▶ [Text shown]
☆ ☆ ☆ ☆ ☆ ☆ ☆
3D microvascular model recapitulates the diffuse large B-cell lymphoma tumor microenvironment in vitro

• Published in: Lab on a chip Vol. 17; no. 3; pp. 407 - 414
• Main Authors: Mannino, Robert G., Santiago-Miranda, Adriana N., Pradhan, Pallab, Qiu, Yongzhi, Mejias, Joscelyn C., Neelapu, Sattva S., Roy, Krishnendu, Lam, Wilbur A.
• Format: Journal Article
• Language: English
• Published: England 31.01.2017
• Subjects: Animals; Cancer; Drug delivery systems; In vitro testing; Laboratory materials; Lymphoma, Large B-Cell, Diffuse - physiopathology; Mice; Mice, Inbred BALB C; Microfluidic Analytical Techniques - methods; Models, Biological; Multiplexing; Strategy; Tumor Cells, Cultured; Tumor Microenvironment - physiology; Tumors; Vessels
• ISSN: 1473-0197; 1473-0189; 1473-0189
• DOI: 10.1039/C6LC01204C

Diffuse large B-cell lymphoma (DLBCL) is an aggressive cancer that affects ∼22 000 people in the United States yearly. Understanding the complex cellular interactions of the tumor microenvironment is critical to the success and development of DLBCL treatment strategies. In vitro platforms that successfully model the complex tumor microenvironment without introducing the variability of in vivo systems are vital for understanding these interactions. To date, no such in vitro model exists that can accurately recapitulate the interactions that occur between immune cells, cancer cells, and endothelial cells in the tumor microenvironment of DLBCL. To that end, we developed a lymphoma-on-chip model consisting of a hydrogel based tumor model traversed by a vascularized, perfusable, round microchannel that successfully recapitulates key complexities and interactions of the in vivo tumor microenvironment in vitro . We have shown that the perfusion capabilities of this technique allow us to study targeted treatment strategies, as well as to model the diffusion of infused reagents spatiotemporally. Furthermore, this model employs a novel fabrication technique that utilizes common laboratory materials, and allows for the microfabrication of multiplex microvascular environments without the need for advanced microfabrication facilities. Through our facile microfabrication process, we are able to achieve micro vessels within a tumor model that are highly reliable and precise over the length of the vessel. Overall, we have developed a tool that enables researchers from many diverse disciplines to study previously inaccessible aspects of the DLBCL tumor microenvironment, with profound implications for drug delivery and design.
☆ ☆ ☆ ☆ ☆ ☆ ☆
▶ [Dataset]
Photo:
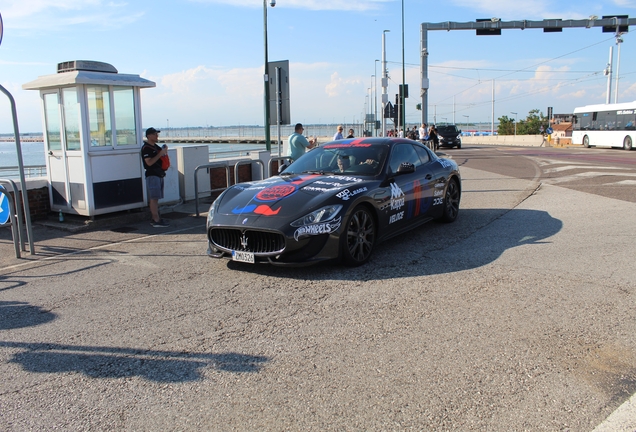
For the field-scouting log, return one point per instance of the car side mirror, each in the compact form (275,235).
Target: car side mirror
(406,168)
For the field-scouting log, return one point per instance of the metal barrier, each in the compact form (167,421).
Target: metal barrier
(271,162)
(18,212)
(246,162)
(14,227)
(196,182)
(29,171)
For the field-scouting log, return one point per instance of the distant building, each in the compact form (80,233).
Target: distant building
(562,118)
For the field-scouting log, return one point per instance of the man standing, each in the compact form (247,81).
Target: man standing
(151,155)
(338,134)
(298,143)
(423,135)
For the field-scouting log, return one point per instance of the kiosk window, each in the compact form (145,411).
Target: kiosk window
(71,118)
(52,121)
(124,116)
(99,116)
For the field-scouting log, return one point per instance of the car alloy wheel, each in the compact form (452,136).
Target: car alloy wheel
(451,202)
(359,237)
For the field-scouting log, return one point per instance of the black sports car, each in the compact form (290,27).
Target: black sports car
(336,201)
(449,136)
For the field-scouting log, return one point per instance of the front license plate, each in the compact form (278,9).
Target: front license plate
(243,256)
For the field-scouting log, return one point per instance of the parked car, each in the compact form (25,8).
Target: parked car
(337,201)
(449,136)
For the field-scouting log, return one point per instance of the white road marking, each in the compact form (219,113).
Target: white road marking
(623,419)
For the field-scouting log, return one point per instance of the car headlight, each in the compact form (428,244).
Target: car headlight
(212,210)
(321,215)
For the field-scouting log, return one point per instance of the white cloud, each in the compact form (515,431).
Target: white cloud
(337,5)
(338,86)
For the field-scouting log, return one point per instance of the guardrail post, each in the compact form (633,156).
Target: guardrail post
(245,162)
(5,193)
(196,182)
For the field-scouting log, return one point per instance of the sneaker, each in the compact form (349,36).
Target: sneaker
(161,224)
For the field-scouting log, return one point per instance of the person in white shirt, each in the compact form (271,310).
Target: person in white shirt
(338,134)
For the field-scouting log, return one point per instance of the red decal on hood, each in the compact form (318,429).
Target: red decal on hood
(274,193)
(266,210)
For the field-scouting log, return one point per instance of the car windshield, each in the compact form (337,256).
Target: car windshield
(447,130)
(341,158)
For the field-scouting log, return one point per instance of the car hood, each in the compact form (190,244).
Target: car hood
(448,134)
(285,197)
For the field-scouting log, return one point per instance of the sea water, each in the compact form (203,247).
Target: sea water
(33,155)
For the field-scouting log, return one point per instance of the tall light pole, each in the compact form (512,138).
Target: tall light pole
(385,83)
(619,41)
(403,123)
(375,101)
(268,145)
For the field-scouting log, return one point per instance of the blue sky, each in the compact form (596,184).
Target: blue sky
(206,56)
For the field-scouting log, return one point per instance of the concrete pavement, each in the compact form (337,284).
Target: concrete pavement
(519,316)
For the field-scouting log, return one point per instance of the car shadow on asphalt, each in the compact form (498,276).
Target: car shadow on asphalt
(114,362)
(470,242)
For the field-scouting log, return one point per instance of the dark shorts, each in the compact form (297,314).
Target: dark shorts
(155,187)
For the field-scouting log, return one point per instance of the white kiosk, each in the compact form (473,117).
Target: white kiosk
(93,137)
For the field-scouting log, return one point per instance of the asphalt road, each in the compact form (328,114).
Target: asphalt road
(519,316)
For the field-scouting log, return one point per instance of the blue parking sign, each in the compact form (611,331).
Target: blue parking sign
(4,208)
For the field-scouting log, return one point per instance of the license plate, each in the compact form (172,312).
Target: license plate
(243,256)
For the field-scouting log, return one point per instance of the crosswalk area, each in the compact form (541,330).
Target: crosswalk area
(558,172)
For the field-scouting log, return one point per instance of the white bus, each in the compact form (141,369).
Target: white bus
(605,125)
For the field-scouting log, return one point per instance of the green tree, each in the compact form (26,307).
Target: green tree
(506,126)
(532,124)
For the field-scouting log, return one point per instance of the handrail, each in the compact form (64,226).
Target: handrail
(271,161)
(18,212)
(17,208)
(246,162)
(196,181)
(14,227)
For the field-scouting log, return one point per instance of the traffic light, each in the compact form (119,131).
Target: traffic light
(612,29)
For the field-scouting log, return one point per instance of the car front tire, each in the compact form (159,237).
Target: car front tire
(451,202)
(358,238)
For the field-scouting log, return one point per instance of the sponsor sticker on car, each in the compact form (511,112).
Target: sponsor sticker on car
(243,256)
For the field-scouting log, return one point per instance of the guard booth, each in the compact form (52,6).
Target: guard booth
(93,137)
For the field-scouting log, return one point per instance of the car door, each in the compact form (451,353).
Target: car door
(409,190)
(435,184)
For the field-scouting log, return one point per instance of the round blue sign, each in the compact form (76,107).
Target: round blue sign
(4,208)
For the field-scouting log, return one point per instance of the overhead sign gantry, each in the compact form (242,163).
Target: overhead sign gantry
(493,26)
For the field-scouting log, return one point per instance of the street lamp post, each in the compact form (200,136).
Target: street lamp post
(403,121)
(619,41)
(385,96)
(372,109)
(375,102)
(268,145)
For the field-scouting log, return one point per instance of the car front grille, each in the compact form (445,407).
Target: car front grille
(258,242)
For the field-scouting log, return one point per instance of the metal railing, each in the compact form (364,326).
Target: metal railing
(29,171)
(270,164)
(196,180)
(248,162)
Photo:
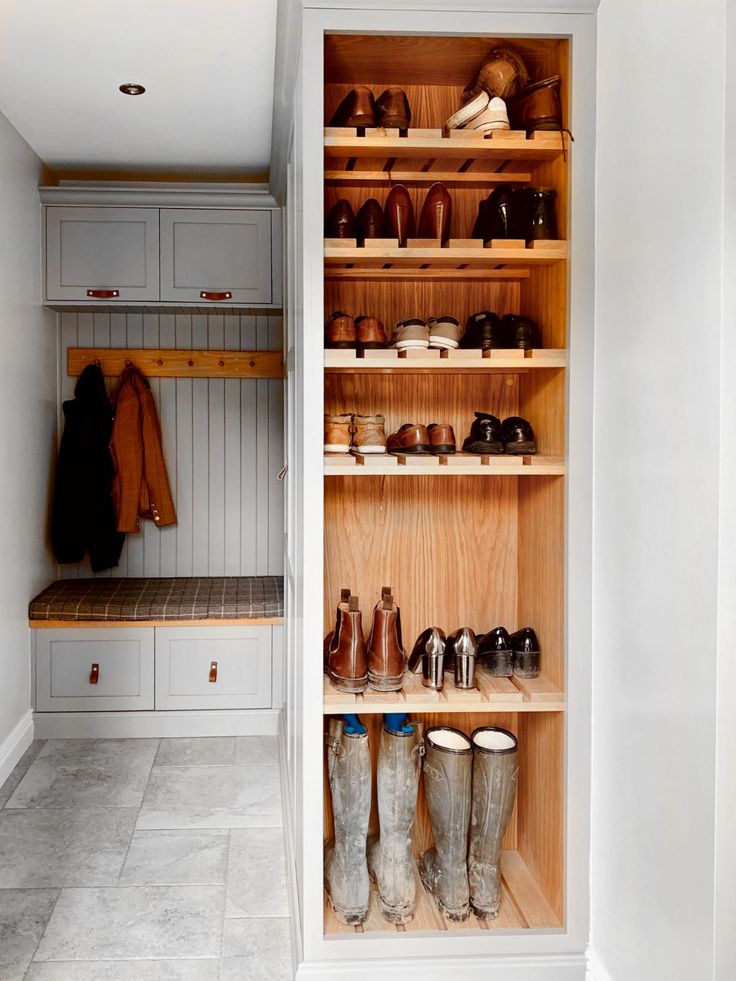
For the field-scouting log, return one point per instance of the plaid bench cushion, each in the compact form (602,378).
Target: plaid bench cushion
☆ ☆ ☆ ☆ ☆ ☆ ☆
▶ [Work order 1]
Copy the passage of the lymphoma article from "3D microvascular model" up to and including "Lam, Wilbur A.".
▶ [Work order 2]
List every main author named in the lymphoma article.

▶ [Response area 1]
3D microvascular model recapitulates the diffuse large B-cell lymphoma tumor microenvironment in vitro

• Published in: Lab on a chip Vol. 17; no. 3; pp. 407 - 414
• Main Authors: Mannino, Robert G., Santiago-Miranda, Adriana N., Pradhan, Pallab, Qiu, Yongzhi, Mejias, Joscelyn C., Neelapu, Sattva S., Roy, Krishnendu, Lam, Wilbur A.

▶ [Response area 2]
Mannino, Robert G.
Santiago-Miranda, Adriana N.
Pradhan, Pallab
Qiu, Yongzhi
Mejias, Joscelyn C.
Neelapu, Sattva S.
Roy, Krishnendu
Lam, Wilbur A.